**What the task asks:**
Output every record exactly, and nothing more.

**Records to use:**
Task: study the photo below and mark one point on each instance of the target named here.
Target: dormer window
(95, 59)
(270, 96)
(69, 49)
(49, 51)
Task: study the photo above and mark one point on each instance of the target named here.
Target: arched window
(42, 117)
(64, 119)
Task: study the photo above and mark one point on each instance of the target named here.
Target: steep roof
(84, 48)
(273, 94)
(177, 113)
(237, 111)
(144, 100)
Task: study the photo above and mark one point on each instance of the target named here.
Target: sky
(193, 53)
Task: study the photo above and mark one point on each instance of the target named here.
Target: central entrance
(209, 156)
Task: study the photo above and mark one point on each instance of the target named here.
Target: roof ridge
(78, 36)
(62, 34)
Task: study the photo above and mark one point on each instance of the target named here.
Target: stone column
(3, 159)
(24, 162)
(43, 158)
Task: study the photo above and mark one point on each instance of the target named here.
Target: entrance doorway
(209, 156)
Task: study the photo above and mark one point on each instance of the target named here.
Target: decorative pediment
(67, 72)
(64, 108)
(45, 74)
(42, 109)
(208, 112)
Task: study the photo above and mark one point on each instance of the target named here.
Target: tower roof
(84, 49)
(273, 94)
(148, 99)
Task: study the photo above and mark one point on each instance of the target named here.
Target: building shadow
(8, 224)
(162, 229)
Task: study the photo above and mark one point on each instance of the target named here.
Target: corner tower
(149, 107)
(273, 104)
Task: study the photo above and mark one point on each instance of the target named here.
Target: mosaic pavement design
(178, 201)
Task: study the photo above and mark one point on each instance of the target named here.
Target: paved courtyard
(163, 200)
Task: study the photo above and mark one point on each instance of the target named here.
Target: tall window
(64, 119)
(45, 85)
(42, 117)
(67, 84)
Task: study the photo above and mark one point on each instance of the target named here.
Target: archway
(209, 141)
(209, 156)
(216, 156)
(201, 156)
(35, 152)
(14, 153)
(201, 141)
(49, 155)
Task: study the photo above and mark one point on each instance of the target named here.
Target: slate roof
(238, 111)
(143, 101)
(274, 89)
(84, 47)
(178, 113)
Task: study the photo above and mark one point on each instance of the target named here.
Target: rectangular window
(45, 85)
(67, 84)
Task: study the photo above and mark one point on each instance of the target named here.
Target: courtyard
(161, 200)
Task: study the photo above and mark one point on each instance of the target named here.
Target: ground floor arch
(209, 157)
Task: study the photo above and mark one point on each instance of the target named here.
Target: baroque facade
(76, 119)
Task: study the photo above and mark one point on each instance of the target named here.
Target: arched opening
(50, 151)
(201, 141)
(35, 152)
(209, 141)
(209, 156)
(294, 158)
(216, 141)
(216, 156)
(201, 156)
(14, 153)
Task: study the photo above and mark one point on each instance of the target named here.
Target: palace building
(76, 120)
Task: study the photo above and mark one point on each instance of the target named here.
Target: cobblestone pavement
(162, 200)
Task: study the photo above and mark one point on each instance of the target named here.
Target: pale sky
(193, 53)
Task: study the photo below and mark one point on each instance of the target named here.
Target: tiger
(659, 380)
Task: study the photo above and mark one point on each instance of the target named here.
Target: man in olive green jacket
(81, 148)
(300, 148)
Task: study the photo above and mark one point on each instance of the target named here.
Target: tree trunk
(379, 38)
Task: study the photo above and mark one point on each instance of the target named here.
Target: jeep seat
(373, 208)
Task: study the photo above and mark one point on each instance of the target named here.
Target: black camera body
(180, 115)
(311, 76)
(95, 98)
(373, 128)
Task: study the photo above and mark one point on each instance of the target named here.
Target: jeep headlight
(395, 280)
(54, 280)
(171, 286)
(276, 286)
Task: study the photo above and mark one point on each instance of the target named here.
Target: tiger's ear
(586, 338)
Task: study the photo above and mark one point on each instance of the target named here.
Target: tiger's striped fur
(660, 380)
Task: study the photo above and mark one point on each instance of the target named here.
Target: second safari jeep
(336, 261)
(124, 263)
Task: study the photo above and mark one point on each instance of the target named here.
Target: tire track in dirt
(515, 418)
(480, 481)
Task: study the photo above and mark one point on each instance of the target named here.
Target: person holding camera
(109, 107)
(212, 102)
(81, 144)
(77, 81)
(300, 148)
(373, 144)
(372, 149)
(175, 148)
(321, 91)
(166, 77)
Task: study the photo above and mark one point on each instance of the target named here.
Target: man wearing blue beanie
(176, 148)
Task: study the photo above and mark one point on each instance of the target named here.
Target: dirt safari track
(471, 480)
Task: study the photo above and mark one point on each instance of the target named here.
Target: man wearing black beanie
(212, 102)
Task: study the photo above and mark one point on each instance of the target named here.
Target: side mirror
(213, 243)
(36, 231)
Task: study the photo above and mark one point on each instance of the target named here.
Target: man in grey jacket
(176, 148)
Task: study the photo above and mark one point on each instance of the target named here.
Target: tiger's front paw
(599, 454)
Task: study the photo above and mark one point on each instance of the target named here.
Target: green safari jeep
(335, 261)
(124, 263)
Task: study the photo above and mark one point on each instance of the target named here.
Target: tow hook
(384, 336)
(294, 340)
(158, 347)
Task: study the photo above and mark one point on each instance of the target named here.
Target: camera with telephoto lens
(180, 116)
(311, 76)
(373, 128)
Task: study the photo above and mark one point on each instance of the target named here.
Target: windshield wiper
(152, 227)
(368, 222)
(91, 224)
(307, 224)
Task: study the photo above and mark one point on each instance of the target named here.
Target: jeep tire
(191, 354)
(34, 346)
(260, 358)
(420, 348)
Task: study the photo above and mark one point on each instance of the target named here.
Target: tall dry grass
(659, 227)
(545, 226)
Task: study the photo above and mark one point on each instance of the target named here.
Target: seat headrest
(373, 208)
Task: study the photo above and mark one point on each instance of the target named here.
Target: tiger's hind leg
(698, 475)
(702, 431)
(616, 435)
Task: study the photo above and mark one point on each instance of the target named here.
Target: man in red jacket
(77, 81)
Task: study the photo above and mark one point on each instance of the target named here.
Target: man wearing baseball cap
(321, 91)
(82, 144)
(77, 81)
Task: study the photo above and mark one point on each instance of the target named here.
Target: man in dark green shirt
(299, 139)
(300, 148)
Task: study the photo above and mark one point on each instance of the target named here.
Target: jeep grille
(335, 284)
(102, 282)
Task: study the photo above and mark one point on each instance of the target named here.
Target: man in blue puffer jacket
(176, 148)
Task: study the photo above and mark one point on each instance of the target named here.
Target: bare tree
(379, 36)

**Solution to the problem:**
Task: study the photo below and mark one point on each instance of the target named here.
Target: dormer window
(95, 59)
(270, 96)
(69, 49)
(49, 51)
Task: study the photo above and mark one point on each instance of the target named here.
Target: arched window
(42, 117)
(64, 119)
Task: study the photo above and mark one point on each instance of the target named here.
Target: steep roof
(84, 48)
(273, 94)
(177, 113)
(237, 111)
(144, 100)
Task: study the photo above and mark one point on each instance of the target named here.
Target: sky
(193, 53)
Task: study the photo above and mark one point on each instance of the target named here.
Target: central entrance
(209, 156)
Task: study the photo above and mark one point on each instance of the target named here.
Target: roof ridge
(78, 36)
(62, 34)
Task: study the photo above and mark one point on each instance of the target named here.
Target: stone column
(3, 159)
(24, 162)
(43, 158)
Task: study the photo above and mark one point on each instance of the target named here.
Target: entrance doorway
(209, 156)
Task: study the photo above and mark one point on each instance of the target named here.
Target: decorative pediment
(67, 72)
(64, 108)
(45, 74)
(42, 109)
(208, 112)
Task: study the photo above and mark one point on each instance of the target named here.
Target: tower roof
(84, 49)
(273, 94)
(148, 99)
Task: study the photo above and mark one point on each instance of the target named here.
Target: building shadow
(8, 224)
(162, 229)
Task: study the photo above and mark one point on each instance of the target named here.
Target: corner tower
(149, 107)
(273, 104)
Task: study the photo above and mark one point on each instance of the target named here.
Target: mosaic pavement design
(178, 201)
Task: study the photo above and mark one point on each instance of the target named here.
Target: paved courtyard
(163, 200)
Task: study the photo above and mark one point on each instance of the target named here.
Target: tall window
(64, 119)
(45, 85)
(42, 117)
(67, 84)
Task: study the photo above and mark one point on each instance of the target named here.
Target: archway
(209, 141)
(209, 156)
(216, 156)
(201, 156)
(35, 152)
(14, 153)
(201, 141)
(49, 155)
Task: study the photo above and mark one point on each instance of the target named here.
Target: slate roof
(238, 111)
(143, 101)
(274, 89)
(84, 47)
(178, 113)
Task: study the photo above and mark one point on each instance of the target named here.
Target: rectangular window
(45, 85)
(67, 84)
Task: study the photo above and mark one point on each instance of the target named here.
Target: courtyard
(161, 200)
Task: study the photo above and mark one point on each instance of the target named here.
Target: ground floor arch
(209, 157)
Task: study the photo above and mark one point on each instance of the target named here.
Target: baroque facade
(76, 119)
Task: study the photo above and mark one point on each instance of the target named here.
Target: arched opening
(50, 151)
(201, 141)
(35, 152)
(209, 141)
(209, 156)
(294, 158)
(216, 141)
(216, 156)
(201, 156)
(14, 153)
Task: study the photo above and mark one point on each instance of the target named here.
Target: palace building
(76, 120)
Task: study the photo above and mark one point on each instance of the target named here.
Target: cobblestone pavement
(162, 200)
Task: study the photo above and mark one point on each instance of the target named here.
Target: pale sky
(193, 53)
Task: study the photo below and mark one point on each instance of the target named here.
Target: tiger
(659, 380)
Task: study the photo above and mark one point on each instance of the target named here.
Target: man in olive green jacket
(81, 148)
(300, 148)
Task: study the photo above and mark one point on each instance of the target named here.
Target: tree trunk
(379, 38)
Task: study the photo above and mark one point on each instance of the target named here.
Target: jeep seat
(373, 208)
Task: study the photo above and mark one point on each instance of the target named here.
Target: black camera body
(180, 115)
(311, 76)
(95, 98)
(373, 128)
Task: study the photo above and mark one point on each instance of the target named here.
Target: jeep headlight
(395, 280)
(54, 280)
(171, 286)
(276, 286)
Task: study the photo above and mark one point on each instance of the target named here.
Target: tiger's ear
(586, 338)
Task: study the photo above and mark one point on each instance of the target named here.
Target: tiger's striped fur
(660, 380)
Task: study the photo above and mark one point on each instance of the target named here.
Target: second safari jeep
(336, 261)
(124, 263)
Task: study the photo above and mark one point on each instance of the target named here.
Target: tire track in dirt
(515, 418)
(480, 481)
Task: study the photo above and mark one point on each instance of the target named here.
Target: person holding camera
(109, 107)
(212, 102)
(81, 144)
(77, 81)
(300, 148)
(373, 144)
(372, 149)
(175, 148)
(321, 91)
(166, 77)
Task: study the photo above and mark one point on each instance of the target named here.
Target: man wearing blue beanie
(176, 148)
Task: study the photo above and mark one point on each instance of the target named here.
Target: dirt safari track
(471, 480)
Task: study the photo above and mark one point on each instance of the target named here.
Target: man wearing black beanie
(212, 102)
Task: study the photo above and mark one point on each instance of the target named here.
Target: side mirror
(213, 243)
(36, 231)
Task: study the photo above and mark one point on each instance of the target named here.
Target: man in grey jacket
(176, 148)
Task: study the photo above and mark one point on each instance of the target named here.
Target: tiger's front paw
(599, 454)
Task: study the photo above and mark one point on each instance of the target named here.
Target: green safari jeep
(335, 261)
(124, 263)
Task: study the photo above and mark one point on each instance of the target named here.
Target: tow hook
(384, 336)
(294, 340)
(158, 347)
Task: study the photo above and mark one point on each instance of the target named here.
Target: camera with telephoto lens
(180, 116)
(311, 76)
(373, 128)
Task: study the photo above and mark one point on each instance of the target named here.
Target: windshield wiper
(152, 227)
(368, 222)
(91, 224)
(307, 224)
Task: study the photo above and mark one point on each instance of the target named here.
Target: jeep tire
(191, 354)
(34, 346)
(260, 358)
(420, 348)
Task: study the photo above and mark one point on each instance of the target named here.
Target: tall dry grass
(659, 227)
(545, 226)
Task: study the photo above and mark one point on each instance of the target named here.
Target: seat headrest
(373, 208)
Task: study the photo above and mark one point on each instance of the target named here.
Target: tiger's hind leg
(698, 475)
(702, 431)
(616, 435)
Task: study the photo above and mark one point on each instance of the target named here.
Target: man in red jacket
(77, 81)
Task: study the photo above and mark one point on each instance of the target named here.
Target: man wearing baseball cap
(321, 91)
(82, 144)
(77, 81)
Task: study the photo above and mark one point on each instance of the target named here.
Target: man in dark green shirt
(299, 139)
(300, 148)
Task: study the photo above and mark one point on each instance of the target named here.
Target: jeep grille
(335, 284)
(102, 282)
Task: study the photo above and mark one point on each instance of the target named here.
Target: man in blue puffer jacket
(176, 148)
Task: study the photo above and mark one point on each instance of the target named here.
Target: bare tree
(379, 36)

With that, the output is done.